Copy out only the lines from the one with "Phrase: soldier termite" to the one with "(1335, 198)", and change "flask" to "beaker" everywhere in them, keeping the rest the same.

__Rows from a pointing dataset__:
= = =
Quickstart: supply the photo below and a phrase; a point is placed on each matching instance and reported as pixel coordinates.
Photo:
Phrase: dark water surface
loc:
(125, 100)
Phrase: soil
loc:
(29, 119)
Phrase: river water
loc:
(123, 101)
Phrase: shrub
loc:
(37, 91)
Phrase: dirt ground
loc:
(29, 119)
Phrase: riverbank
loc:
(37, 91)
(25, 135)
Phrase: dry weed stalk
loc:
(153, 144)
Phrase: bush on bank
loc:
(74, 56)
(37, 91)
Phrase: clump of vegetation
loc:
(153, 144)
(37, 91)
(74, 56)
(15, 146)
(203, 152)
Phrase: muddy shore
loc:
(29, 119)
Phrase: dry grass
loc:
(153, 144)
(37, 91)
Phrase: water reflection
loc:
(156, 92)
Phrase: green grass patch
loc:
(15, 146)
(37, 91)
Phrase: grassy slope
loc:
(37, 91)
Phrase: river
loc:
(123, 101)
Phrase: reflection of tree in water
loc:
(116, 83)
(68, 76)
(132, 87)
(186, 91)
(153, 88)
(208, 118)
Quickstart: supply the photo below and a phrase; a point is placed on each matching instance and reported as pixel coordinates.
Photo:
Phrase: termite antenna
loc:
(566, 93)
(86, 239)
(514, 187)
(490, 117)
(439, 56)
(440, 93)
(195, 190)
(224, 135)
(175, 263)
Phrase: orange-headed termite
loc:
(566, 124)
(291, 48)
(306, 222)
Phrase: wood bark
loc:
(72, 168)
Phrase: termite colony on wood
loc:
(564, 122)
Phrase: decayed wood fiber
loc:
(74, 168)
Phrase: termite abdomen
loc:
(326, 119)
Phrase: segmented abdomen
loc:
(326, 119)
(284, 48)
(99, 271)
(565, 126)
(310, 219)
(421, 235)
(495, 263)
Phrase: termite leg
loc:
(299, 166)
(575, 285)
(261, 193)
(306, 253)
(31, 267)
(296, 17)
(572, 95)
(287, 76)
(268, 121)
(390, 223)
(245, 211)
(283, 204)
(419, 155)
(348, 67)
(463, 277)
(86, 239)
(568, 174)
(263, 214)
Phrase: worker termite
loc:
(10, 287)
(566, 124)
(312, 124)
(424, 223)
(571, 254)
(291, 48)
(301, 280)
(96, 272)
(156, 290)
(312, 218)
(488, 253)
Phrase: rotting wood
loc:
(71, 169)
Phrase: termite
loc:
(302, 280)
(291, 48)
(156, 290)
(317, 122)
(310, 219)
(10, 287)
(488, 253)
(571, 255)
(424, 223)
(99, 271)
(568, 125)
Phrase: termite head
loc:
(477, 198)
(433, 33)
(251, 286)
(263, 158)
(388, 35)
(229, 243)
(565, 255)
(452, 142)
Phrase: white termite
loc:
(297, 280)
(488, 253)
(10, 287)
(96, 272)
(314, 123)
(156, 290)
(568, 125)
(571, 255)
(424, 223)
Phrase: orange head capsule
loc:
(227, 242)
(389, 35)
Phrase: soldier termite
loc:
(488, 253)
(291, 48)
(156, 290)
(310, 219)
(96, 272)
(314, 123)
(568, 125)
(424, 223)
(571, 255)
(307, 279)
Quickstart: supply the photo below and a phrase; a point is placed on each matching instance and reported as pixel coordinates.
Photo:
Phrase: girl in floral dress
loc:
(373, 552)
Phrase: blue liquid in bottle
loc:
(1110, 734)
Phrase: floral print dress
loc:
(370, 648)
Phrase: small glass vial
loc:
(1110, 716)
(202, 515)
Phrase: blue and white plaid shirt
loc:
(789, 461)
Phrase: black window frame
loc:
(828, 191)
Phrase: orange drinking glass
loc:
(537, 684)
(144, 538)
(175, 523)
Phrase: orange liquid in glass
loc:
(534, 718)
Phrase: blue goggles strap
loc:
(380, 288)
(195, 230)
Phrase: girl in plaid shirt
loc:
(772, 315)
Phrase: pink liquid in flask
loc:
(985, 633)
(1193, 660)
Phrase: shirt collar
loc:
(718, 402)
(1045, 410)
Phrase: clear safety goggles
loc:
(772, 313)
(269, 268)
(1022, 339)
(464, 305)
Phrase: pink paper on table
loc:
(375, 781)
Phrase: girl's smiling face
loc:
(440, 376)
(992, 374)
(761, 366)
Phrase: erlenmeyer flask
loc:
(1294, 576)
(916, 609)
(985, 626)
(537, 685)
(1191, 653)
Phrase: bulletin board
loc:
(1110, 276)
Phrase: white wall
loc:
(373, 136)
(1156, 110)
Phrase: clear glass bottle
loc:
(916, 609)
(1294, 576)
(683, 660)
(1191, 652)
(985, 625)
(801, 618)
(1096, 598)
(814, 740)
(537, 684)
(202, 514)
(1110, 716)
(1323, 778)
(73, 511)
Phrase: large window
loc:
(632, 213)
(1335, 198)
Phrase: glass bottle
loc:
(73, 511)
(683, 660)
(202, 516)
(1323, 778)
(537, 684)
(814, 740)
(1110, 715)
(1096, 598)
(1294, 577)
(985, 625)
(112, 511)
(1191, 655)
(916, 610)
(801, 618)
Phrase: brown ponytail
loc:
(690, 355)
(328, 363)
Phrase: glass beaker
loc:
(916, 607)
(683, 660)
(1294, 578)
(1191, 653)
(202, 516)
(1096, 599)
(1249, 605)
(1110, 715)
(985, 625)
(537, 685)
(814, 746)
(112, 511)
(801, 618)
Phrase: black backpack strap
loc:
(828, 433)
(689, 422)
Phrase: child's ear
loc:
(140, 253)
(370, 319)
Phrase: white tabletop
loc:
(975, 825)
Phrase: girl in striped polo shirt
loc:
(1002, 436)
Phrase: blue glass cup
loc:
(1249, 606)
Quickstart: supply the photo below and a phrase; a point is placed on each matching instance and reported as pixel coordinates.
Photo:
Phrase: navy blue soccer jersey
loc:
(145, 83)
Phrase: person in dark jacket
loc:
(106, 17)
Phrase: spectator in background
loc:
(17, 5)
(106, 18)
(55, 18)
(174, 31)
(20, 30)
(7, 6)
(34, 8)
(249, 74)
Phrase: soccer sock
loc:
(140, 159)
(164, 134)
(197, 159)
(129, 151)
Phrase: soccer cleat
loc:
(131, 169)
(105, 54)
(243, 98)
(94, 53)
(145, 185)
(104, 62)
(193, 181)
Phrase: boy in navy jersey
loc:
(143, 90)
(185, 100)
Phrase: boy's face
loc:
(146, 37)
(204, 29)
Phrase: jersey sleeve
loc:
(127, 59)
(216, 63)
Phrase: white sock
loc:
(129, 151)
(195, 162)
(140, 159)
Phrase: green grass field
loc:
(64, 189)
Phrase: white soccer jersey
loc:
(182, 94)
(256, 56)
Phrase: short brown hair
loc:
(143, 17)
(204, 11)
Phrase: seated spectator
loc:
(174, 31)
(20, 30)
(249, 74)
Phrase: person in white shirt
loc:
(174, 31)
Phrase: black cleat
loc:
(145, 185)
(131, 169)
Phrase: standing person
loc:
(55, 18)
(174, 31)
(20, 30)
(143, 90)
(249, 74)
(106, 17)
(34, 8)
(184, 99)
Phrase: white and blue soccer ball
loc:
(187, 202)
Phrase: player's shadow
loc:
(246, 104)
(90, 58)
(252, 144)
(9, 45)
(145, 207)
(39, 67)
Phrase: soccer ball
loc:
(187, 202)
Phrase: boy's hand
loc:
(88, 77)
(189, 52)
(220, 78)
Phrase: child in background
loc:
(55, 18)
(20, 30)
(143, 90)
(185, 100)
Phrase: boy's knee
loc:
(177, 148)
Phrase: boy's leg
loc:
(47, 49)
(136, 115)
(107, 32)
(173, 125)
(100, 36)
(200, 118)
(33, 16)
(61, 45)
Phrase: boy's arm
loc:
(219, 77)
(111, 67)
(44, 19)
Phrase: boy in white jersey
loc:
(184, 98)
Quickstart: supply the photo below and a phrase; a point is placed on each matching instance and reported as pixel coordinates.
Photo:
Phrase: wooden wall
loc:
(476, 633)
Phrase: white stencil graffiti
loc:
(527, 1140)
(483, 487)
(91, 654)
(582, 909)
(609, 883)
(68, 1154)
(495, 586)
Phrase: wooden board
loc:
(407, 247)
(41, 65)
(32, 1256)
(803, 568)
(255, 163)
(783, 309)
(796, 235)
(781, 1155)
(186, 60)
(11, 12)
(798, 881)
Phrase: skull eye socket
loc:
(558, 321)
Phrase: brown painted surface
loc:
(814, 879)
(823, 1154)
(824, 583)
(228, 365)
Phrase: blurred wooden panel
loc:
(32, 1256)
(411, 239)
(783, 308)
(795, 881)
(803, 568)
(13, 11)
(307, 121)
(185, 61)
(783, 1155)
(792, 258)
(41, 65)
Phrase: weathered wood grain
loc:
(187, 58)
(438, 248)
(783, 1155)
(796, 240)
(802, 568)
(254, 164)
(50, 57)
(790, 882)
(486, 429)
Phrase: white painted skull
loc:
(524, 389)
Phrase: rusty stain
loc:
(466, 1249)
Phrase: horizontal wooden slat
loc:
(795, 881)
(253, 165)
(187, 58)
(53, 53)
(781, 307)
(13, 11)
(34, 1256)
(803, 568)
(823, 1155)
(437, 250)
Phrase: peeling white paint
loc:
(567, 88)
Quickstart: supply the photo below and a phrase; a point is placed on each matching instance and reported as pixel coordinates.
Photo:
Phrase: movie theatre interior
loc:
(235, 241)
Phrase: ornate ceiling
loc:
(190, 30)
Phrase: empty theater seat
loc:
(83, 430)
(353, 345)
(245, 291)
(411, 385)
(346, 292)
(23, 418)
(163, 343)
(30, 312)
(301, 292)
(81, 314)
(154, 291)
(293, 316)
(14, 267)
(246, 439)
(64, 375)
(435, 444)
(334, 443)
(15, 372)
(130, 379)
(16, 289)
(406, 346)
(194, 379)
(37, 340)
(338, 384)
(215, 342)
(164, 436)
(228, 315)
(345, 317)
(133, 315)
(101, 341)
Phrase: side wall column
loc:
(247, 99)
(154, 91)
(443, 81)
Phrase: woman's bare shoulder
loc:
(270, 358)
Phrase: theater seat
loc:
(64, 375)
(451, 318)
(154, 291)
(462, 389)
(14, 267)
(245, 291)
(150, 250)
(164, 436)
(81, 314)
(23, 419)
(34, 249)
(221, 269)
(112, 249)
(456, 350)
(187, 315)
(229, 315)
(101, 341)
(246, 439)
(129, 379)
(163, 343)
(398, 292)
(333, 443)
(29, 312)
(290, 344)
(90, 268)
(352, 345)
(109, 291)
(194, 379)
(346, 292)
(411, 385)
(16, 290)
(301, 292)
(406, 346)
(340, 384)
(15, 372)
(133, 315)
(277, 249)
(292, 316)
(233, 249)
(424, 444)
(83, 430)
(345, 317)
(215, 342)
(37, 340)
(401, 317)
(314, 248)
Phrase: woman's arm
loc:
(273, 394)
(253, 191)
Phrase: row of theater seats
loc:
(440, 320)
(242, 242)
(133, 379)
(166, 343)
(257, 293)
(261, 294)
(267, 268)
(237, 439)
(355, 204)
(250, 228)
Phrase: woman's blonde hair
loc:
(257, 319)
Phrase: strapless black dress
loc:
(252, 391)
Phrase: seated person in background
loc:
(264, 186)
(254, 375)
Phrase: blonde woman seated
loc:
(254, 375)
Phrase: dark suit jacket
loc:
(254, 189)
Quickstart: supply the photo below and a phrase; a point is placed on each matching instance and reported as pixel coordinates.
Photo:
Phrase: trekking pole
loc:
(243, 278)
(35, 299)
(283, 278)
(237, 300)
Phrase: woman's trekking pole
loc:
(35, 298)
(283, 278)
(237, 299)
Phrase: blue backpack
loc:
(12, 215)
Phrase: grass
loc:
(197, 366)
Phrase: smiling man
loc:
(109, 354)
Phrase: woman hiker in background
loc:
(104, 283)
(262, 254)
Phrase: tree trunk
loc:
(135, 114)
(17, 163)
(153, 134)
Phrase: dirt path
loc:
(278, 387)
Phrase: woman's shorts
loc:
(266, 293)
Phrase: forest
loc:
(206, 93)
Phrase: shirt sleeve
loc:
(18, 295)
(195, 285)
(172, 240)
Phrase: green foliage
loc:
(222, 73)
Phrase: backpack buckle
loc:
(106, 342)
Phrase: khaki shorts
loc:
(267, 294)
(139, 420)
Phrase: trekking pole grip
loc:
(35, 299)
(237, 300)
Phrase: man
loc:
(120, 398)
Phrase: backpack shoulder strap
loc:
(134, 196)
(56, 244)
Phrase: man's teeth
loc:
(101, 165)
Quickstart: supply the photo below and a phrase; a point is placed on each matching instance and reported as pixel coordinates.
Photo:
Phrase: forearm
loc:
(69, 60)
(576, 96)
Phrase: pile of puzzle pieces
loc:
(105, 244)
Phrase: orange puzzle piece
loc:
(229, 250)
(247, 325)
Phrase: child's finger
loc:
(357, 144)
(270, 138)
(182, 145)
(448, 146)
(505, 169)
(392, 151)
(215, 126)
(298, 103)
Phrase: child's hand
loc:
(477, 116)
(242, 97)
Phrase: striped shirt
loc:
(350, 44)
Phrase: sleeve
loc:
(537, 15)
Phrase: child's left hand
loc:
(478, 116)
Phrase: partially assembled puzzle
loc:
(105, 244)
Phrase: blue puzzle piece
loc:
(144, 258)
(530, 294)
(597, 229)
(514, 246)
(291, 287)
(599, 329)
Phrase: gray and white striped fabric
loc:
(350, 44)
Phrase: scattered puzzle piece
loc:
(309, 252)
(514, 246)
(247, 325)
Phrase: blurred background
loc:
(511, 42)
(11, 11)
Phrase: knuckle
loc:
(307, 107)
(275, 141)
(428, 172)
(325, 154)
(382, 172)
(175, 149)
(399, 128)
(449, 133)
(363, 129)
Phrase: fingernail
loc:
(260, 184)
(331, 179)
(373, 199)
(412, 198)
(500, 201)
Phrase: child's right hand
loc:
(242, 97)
= = =
__SOLUTION__:
Phrase: soldier termite
loc:
(488, 253)
(291, 48)
(156, 290)
(310, 219)
(96, 272)
(314, 123)
(568, 125)
(424, 223)
(571, 255)
(307, 279)
Quickstart: supply the photo below and a phrase; a point is placed on each matching instance and reported as pixel coordinates.
Photo:
Phrase: girl in floral dress
loc:
(373, 552)
Phrase: blue liquid in bottle
loc:
(1110, 734)
Phrase: floral print dress
loc:
(370, 648)
Phrase: small glass vial
loc:
(1110, 716)
(202, 515)
Phrase: blue and white plaid shirt
loc:
(789, 461)
Phrase: black window frame
loc:
(828, 191)
Phrase: orange drinking glass
loc:
(537, 684)
(144, 538)
(175, 523)
Phrase: orange liquid in glass
loc:
(534, 718)
Phrase: blue goggles strap
loc:
(380, 288)
(195, 230)
Phrase: girl in plaid shirt
loc:
(772, 315)
Phrase: pink liquid in beaker
loc:
(985, 633)
(1193, 660)
Phrase: shirt collar
loc:
(718, 402)
(1045, 410)
Phrase: clear safety goggles
loc:
(772, 313)
(269, 268)
(1022, 339)
(464, 305)
Phrase: pink paper on table
loc:
(375, 781)
Phrase: girl's smiling face
loc:
(440, 376)
(992, 374)
(761, 366)
Phrase: erlenmeyer beaker
loc:
(1294, 576)
(916, 609)
(985, 626)
(537, 685)
(1191, 653)
Phrase: bulletin board
loc:
(1110, 276)
Phrase: white wall
loc:
(373, 136)
(1156, 110)
Phrase: clear glass bottle
loc:
(916, 609)
(1294, 576)
(683, 660)
(1191, 652)
(985, 625)
(801, 618)
(1096, 598)
(814, 740)
(537, 684)
(202, 514)
(1110, 716)
(1323, 778)
(73, 511)
Phrase: large window
loc:
(632, 213)
(1335, 198)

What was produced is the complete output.